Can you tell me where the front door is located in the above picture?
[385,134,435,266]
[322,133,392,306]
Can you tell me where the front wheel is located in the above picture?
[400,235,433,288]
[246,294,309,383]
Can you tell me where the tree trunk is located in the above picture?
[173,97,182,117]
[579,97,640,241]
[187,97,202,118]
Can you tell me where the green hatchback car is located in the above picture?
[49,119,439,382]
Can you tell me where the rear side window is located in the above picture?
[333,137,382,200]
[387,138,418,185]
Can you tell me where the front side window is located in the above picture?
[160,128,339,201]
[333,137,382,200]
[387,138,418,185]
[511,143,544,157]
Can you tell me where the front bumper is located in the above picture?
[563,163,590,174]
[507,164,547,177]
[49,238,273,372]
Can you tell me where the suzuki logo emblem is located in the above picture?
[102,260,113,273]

---

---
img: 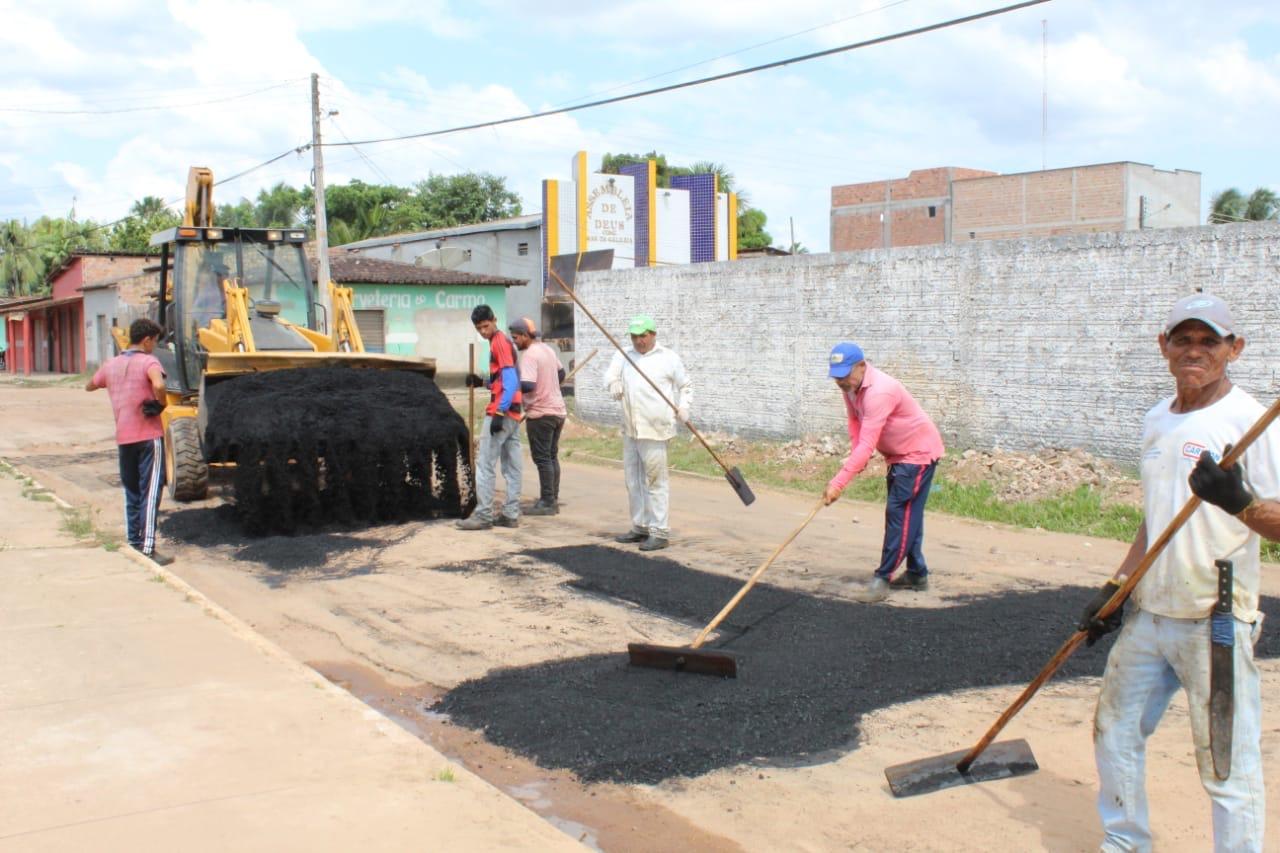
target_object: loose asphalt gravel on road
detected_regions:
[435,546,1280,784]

* * *

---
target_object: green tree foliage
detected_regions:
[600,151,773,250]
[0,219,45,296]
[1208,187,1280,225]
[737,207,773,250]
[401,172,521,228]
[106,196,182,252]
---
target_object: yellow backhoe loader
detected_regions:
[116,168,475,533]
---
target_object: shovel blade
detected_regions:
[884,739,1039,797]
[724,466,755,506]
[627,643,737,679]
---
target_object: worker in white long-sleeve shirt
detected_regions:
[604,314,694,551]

# Enunciado:
Pasa a formato CSV de dos columnas, "texto" y "respuesta", el tramo que empieza en la línea que contiene "Can you tell me where the front bumper" y termina en la que contiene "[102,260,113,273]". Pon una fila por ítem y cada campo entre comillas, con los saltos de línea cambiados por espacios.

# Solución:
texto,respuesta
"Can you tell me where the front bumper is located in the above picture?","[563,163,590,174] [507,164,547,177] [49,238,273,372]"
"Can you tell me where the suzuki logo emblem is located in the above picture?","[102,260,113,273]"